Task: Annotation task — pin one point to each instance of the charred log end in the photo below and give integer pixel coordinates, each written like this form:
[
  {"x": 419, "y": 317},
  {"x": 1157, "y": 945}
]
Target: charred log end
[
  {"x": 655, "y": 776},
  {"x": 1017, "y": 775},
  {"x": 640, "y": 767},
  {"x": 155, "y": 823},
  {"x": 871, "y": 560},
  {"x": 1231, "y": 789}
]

##########

Written exercise: Quote the lines above verbatim, keeping every character, space, and line break unchanged.

Problem solution:
Task: Annotation task — pin one point to each instance of the charred log end in the photo below and give integer pixel coordinates, each written like this form:
[
  {"x": 419, "y": 317},
  {"x": 1157, "y": 945}
]
Target: charred log end
[
  {"x": 655, "y": 776},
  {"x": 1017, "y": 775},
  {"x": 640, "y": 767},
  {"x": 155, "y": 823},
  {"x": 871, "y": 560},
  {"x": 1231, "y": 789}
]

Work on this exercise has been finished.